Extract provided:
Long ago, when I sold at flea markets, I knew lots of people who sold just bottles, mainly beer bottles, and they made a generous living. I saw glass beer and wine bottles and the stone types used for ginger beer fetch double figures, sometimes hundreds of pounds apiece.
That was more than twenty years ago, so I expected some growth in prices since then, but I was quite unprepared for the staggering prices achieved today for drinks bottles on eBay. Such as, in the last month:
* An 18th century English Sealed Mallet Wine Bottle went for £1116.00
* Two Green Glass Wine Bottles, one dated 1761, went for £420.62
* An old Irish Whiskey Jug Stoneware Bottle for Emmett's Whisky made £362.00
* A 19th century saltglaze stoneware Stout bottle from Milton Dorset fetched £317.11
* A rare amber Wadsworth 6oz Codd Bottle fetched £561.00
* A Cobalt Blue Newcastle Pictorial Mineral Water Bottle fetched £288.00
* A Vintage Stone Stout Bottle fetched £271.69
While researching those prices on eBay I learned something else I hadn't realised earlier: there's more to bottles than just holding drink. In fact alcohol represents a minority of bottles fetching hundreds and thousands of pounds; many more higher priced bottles once held perfume, or medicine, engine oil, baby milk, snuff or horse linament, food and vitamins, even poison.
As well as whatever bottles once contained, certain themes and subjects are evident among specimens fetching the highest prices on eBay, such as maker, materials from which they were made, past owners, advertisements on bottles, special event issues, place of manufacture, special characters depicted on bottles, and more besides.
In fact you really could focus exclusively on bottles for your eBay business and still offer hundreds of very different products to buyers of widely differing interests.
Because so much overlap exists between reasons people collect bottles it makes sense to consider some of the most common variants to help you spot best selling bottles at boot sales, flea markets, auctions.
This is because:
* A bottle might be collectable in its own right and there are many people who collect anything bottle shaped, regardless of purpose or size, ancient or modern, rare or quite common. Just buying and selling bottles, any bottles, regardless of purpose or shape - as long as they're old - could get you started fast in this easy profit making area.

Given information:
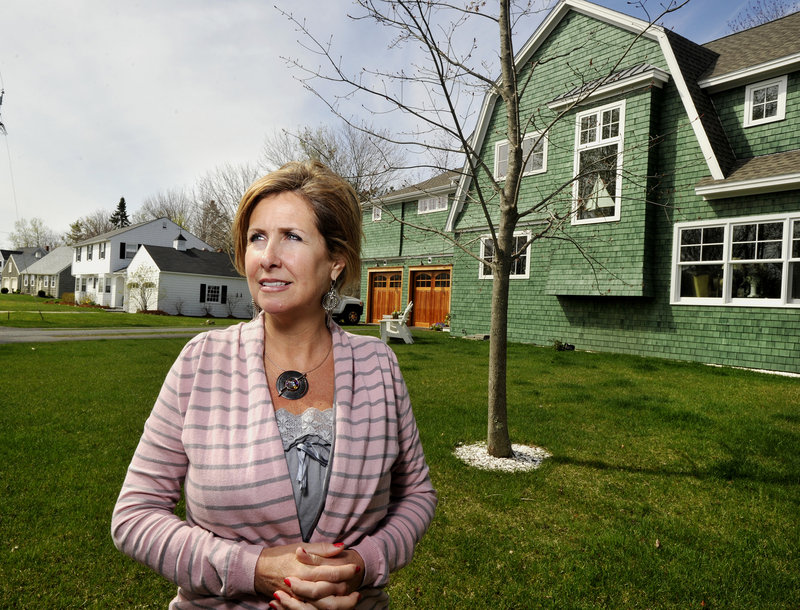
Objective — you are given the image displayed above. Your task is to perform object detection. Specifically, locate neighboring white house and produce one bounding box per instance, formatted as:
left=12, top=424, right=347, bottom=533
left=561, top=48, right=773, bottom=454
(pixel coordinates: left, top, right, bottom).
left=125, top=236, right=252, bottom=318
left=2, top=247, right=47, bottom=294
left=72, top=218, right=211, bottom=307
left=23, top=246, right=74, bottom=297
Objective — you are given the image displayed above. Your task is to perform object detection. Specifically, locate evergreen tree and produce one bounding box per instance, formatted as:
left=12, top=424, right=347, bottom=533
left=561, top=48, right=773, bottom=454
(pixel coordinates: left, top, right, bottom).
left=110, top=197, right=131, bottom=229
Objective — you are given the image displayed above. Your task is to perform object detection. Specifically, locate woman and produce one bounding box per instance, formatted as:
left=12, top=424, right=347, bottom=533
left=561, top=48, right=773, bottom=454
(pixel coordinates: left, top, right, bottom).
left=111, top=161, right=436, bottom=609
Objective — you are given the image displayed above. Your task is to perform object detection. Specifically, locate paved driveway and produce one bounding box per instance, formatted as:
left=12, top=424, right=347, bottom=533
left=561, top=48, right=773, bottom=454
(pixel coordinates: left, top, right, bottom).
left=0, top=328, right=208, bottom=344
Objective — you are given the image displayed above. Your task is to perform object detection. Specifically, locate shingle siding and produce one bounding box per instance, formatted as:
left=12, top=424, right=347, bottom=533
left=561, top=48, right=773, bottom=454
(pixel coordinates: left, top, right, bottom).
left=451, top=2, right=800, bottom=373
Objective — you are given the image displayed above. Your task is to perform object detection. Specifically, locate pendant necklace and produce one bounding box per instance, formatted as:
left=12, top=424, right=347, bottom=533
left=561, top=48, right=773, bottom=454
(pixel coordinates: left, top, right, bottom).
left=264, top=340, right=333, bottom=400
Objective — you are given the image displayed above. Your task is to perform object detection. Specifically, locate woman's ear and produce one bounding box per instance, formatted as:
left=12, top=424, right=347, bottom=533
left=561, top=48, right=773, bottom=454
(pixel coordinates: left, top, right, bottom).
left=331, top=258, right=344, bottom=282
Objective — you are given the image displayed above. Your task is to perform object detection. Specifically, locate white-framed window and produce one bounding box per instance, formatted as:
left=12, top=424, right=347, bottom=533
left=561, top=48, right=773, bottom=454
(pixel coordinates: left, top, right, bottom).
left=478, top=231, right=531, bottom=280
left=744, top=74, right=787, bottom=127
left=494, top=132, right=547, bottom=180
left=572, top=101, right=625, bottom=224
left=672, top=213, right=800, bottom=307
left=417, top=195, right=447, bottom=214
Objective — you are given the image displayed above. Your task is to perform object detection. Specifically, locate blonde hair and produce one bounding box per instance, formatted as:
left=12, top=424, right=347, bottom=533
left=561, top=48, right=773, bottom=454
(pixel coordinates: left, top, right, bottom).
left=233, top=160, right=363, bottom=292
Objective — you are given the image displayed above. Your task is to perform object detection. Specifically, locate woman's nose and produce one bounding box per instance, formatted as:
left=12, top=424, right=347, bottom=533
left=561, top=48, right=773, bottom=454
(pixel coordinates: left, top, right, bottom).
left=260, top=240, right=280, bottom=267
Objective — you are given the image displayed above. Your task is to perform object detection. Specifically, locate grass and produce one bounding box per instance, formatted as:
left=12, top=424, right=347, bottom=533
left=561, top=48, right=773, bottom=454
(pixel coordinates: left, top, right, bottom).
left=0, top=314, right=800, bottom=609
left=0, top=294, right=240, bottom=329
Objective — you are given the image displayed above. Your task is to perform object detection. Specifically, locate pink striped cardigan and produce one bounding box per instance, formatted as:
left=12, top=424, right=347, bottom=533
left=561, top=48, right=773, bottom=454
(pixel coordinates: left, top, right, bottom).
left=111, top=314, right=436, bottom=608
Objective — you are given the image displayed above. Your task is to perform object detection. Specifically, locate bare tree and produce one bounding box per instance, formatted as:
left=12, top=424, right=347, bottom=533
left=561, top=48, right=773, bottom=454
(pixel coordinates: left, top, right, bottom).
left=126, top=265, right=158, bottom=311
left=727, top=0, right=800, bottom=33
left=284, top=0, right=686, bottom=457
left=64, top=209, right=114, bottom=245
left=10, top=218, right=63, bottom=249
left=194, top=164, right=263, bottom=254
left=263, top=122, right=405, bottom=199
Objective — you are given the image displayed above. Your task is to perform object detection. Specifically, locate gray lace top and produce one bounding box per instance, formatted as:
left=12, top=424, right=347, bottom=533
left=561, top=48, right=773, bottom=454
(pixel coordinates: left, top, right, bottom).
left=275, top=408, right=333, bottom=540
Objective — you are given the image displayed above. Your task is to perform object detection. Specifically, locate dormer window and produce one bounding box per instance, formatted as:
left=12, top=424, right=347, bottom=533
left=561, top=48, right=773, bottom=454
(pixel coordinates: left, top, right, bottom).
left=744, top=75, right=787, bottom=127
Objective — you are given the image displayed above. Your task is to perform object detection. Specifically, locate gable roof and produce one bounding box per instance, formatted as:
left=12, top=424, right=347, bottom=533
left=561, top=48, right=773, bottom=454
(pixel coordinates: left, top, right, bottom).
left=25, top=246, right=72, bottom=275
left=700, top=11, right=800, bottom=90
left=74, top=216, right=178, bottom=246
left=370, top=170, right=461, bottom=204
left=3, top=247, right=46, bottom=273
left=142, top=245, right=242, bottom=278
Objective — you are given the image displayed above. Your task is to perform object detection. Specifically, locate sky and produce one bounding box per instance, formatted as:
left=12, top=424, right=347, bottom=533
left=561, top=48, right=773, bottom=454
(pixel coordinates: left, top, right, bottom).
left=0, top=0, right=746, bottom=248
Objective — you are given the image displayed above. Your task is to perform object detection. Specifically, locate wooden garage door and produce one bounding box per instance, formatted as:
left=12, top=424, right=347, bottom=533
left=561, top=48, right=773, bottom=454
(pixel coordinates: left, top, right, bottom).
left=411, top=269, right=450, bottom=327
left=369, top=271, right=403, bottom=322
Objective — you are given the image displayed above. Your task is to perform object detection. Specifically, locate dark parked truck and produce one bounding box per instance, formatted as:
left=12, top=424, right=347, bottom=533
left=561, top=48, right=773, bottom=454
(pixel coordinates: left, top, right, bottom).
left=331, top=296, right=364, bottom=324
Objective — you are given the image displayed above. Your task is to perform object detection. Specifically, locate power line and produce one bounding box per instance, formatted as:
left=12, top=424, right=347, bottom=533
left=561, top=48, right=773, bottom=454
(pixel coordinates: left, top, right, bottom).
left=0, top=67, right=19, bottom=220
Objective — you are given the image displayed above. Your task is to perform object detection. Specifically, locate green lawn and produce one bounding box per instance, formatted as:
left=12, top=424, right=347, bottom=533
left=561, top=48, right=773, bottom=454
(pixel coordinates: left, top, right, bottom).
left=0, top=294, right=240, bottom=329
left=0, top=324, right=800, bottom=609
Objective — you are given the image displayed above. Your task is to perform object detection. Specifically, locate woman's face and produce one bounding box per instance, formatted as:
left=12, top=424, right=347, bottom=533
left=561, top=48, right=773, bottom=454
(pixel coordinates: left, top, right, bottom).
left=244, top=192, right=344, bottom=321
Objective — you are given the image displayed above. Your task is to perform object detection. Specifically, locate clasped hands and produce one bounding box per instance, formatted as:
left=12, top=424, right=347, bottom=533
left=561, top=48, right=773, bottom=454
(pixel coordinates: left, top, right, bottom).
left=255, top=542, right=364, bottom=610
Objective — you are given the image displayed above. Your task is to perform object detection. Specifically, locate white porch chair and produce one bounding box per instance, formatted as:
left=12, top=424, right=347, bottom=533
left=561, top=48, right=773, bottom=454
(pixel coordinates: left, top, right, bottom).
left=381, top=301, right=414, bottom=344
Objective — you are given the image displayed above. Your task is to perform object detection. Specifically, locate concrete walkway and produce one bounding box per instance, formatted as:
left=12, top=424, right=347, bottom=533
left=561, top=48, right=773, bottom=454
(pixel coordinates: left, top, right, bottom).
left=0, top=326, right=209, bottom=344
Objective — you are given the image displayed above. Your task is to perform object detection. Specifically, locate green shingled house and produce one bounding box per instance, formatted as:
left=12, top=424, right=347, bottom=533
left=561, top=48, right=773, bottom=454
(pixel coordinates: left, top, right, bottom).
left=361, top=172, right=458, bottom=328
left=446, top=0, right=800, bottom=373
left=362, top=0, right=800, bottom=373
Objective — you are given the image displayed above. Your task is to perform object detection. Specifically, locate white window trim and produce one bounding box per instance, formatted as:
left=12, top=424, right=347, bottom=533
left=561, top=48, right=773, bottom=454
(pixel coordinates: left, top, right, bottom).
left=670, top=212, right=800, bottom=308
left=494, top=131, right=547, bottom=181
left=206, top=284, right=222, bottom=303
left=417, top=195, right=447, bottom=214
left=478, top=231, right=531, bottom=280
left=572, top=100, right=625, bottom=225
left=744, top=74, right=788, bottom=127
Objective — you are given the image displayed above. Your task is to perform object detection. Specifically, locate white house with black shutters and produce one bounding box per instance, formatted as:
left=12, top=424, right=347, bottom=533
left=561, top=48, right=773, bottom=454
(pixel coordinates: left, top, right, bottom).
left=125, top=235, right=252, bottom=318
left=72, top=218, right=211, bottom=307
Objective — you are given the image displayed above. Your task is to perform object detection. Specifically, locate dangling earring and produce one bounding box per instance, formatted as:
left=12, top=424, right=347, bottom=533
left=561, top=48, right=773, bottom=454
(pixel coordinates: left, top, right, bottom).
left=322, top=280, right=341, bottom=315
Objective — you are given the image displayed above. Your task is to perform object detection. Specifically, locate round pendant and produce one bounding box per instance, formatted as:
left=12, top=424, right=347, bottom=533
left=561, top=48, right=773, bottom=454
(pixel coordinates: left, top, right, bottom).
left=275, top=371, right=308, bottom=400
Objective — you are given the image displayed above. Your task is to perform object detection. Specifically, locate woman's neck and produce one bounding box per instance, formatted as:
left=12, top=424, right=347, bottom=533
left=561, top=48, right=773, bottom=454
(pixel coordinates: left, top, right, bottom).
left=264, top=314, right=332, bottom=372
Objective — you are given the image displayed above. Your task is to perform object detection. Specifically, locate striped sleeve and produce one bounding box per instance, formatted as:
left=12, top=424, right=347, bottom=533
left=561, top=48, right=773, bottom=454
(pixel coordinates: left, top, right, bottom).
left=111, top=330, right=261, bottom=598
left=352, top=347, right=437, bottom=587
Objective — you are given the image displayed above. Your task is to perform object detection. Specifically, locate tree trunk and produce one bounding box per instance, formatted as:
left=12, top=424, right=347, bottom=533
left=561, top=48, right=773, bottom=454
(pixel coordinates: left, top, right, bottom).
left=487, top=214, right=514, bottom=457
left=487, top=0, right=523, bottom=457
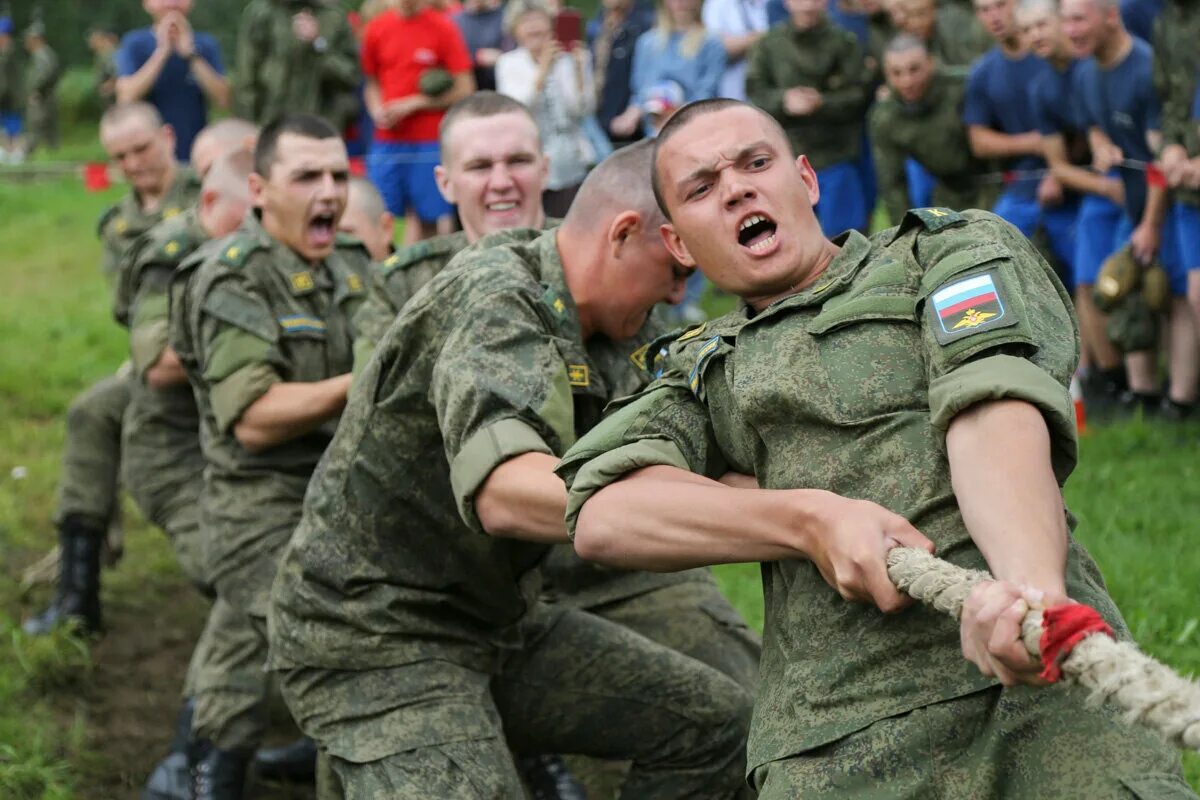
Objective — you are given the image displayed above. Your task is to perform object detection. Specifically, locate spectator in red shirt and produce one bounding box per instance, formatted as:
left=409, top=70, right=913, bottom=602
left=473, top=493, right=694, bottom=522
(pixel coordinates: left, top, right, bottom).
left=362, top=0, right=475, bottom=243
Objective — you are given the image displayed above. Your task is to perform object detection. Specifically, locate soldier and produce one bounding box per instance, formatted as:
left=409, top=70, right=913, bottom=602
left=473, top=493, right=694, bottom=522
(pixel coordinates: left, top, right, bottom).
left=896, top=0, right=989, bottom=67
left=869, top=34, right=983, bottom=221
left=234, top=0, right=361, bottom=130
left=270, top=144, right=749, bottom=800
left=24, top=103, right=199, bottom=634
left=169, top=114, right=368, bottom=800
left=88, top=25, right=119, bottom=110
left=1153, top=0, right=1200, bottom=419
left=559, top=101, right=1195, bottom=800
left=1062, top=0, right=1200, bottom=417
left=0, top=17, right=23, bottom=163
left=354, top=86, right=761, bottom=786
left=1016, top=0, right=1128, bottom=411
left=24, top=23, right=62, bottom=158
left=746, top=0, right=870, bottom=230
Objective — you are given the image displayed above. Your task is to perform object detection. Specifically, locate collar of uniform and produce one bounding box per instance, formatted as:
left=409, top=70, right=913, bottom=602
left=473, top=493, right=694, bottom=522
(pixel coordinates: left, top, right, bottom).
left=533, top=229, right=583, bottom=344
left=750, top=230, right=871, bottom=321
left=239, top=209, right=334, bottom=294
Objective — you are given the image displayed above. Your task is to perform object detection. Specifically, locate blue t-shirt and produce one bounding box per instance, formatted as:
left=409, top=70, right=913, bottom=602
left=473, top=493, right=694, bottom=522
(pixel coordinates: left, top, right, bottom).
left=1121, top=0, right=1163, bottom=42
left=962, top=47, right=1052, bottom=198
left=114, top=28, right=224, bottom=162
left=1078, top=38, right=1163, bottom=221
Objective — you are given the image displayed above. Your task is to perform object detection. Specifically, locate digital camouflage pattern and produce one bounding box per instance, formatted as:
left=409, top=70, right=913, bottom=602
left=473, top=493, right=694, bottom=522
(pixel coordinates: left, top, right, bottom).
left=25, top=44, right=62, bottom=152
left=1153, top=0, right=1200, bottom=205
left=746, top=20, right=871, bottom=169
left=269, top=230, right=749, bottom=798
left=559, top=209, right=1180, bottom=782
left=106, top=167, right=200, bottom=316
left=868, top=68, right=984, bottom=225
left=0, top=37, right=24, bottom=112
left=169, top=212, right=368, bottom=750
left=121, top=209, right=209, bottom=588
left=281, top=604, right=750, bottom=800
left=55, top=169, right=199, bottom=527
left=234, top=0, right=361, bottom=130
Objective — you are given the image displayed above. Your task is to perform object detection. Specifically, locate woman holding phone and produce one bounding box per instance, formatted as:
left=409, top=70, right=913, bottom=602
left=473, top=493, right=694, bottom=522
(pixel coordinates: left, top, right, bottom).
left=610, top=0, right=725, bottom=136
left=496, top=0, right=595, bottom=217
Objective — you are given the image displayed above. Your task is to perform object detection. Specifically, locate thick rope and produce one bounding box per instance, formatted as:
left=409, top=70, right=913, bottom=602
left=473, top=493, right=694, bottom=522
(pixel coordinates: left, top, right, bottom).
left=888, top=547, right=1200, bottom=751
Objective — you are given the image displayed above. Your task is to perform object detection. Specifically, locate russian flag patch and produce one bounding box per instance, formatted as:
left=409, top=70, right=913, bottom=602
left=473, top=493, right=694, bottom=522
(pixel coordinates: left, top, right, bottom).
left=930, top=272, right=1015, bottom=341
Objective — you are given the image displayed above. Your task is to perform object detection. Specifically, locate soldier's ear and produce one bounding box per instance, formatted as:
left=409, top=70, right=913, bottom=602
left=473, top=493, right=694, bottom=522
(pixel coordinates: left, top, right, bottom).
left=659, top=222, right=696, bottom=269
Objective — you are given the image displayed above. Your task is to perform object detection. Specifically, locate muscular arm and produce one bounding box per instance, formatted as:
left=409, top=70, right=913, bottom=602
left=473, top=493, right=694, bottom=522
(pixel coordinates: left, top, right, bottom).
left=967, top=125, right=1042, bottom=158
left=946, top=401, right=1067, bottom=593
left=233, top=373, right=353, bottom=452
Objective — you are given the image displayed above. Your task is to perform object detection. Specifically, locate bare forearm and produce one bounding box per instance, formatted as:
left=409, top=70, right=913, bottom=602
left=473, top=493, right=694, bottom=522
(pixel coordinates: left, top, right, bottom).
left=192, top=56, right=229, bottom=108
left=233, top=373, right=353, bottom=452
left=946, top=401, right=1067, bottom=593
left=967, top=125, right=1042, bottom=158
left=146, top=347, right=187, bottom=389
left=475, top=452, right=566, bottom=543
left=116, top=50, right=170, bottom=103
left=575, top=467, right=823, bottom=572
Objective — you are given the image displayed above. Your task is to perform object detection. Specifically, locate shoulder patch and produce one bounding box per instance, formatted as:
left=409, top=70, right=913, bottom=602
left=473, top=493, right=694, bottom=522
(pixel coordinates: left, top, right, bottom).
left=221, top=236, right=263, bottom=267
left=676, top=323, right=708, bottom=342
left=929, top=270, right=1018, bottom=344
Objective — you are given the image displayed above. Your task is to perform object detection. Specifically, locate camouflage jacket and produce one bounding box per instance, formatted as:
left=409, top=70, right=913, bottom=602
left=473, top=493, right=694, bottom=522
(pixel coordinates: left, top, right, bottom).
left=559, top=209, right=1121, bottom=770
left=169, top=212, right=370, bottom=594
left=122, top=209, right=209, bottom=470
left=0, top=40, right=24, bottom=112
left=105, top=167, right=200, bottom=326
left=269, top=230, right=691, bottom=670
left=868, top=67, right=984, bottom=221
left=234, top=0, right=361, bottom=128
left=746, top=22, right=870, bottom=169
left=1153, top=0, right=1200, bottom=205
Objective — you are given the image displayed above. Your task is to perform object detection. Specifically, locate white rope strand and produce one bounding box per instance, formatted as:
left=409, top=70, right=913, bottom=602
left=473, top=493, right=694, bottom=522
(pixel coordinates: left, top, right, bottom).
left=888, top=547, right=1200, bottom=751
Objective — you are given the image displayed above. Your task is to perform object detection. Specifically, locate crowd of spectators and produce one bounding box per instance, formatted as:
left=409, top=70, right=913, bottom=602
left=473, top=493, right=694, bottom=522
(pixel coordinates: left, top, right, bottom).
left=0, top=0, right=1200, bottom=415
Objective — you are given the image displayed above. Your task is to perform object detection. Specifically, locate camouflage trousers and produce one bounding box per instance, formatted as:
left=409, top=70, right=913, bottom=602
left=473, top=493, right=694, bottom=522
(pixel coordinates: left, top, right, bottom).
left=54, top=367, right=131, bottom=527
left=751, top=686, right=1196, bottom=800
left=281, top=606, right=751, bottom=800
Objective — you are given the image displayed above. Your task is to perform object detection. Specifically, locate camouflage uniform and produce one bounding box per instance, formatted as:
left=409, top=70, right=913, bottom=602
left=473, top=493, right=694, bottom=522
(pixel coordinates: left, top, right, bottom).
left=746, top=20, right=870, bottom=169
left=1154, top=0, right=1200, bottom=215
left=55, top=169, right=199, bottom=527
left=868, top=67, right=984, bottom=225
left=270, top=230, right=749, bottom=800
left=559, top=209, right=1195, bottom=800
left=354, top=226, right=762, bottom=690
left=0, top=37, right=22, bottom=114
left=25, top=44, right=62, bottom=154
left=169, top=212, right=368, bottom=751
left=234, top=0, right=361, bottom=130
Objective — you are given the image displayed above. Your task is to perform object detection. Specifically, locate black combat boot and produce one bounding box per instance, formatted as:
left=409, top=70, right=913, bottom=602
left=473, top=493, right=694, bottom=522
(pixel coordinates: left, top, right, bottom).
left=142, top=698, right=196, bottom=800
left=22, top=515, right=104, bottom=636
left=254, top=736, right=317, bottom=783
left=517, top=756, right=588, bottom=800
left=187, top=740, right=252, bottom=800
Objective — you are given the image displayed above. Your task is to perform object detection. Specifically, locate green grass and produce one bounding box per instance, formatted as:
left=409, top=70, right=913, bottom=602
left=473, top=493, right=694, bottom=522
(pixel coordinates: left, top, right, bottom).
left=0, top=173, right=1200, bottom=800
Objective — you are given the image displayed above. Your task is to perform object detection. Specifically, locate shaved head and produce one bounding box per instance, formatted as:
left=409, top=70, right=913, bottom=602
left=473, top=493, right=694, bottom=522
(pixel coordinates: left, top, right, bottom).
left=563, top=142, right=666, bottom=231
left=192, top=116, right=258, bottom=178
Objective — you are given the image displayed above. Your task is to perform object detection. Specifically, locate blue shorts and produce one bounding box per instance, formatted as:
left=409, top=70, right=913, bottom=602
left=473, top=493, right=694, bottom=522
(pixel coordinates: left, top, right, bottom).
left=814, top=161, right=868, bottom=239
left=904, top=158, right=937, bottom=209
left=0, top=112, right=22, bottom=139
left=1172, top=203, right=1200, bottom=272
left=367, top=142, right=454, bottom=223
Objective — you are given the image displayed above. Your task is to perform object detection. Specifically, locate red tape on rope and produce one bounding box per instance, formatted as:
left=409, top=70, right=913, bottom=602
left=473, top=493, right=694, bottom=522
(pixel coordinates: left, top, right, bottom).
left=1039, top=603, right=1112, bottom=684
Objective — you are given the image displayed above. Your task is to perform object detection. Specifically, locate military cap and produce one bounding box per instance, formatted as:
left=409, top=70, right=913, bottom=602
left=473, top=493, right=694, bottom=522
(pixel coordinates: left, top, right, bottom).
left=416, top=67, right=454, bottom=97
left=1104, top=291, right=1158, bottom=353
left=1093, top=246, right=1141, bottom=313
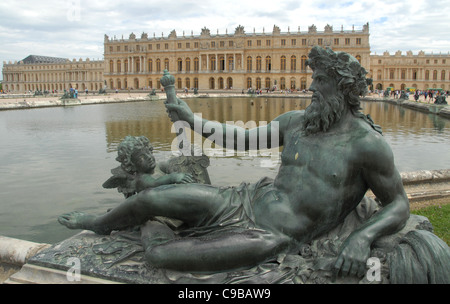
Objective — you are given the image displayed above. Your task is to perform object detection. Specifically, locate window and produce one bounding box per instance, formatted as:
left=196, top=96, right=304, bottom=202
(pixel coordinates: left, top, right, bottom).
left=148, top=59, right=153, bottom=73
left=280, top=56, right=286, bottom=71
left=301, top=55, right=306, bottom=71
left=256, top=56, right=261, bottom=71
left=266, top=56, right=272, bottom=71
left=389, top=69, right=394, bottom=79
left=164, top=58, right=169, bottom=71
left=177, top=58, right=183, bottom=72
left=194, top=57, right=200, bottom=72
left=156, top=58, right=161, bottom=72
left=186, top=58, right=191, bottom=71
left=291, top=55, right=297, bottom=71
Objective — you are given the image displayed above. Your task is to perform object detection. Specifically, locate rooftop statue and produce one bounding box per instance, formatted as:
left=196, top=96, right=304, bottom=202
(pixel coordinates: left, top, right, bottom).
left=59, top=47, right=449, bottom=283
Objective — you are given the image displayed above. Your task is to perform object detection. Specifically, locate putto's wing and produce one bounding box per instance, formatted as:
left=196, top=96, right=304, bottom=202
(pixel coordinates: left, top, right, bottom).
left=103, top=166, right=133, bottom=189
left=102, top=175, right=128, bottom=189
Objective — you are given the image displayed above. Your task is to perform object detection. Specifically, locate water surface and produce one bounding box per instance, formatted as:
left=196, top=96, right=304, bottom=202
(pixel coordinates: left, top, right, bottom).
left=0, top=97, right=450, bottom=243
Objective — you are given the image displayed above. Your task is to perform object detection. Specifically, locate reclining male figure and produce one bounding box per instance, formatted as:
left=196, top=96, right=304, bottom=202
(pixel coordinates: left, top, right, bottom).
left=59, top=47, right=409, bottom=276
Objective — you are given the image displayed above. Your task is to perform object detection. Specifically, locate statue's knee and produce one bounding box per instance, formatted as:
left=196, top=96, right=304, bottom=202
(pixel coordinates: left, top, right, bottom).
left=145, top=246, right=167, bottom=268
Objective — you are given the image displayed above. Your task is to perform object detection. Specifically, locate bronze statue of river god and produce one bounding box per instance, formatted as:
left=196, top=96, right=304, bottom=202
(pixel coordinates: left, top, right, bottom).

Task directions:
Continue the piece on selling old bottles on eBay from where it stops.

Output of the exercise:
* Many more collectors specialise, by type for example, according to whether the bottle once held wine or beer; others collect specific shapes and colours, particular makers and materials.
* For some buyers the bottle is a side issue, not the reason they want the item, their interest lies in anything from past famous owners to well-known designers; characters depicted on the bottle, the label or bottle cap, and more besides. So bottles depicting sports, for example, with golf ball or bullet shaped stoppers will attract interest from several collector types, namely of bottles, and sports depicted on those bottles.
* Yet other collectors care nothing about bottles or their purpose, or who made them; they're more interested in an alternative use of the bottle or what became of the bottle after use and on eBay you'll find some wonderfully artistic and unique creations made from bottles and fetching fabulous prices. Such as a John Deacons Perfume Bottle that doubles as a paperweight and fetched £41.75 on eBay last week and, more impressively a 19th century Baccarat Paperweight stopper cut glass bottle that made $865.59. There's a sneaky trick that may have increased value of that last item which I'll tell you about soon.
* The truth is few people know all there is to know about bottles and even the experts overlook bottle bargains locally that subsequently fetch high prices on eBay. So bottles represent a great arbitrage opportunity for you to buy inexpensively from a poor or misspelled listing on eBay and relist free from errors with fabulous pictures and a much higher auction starting price.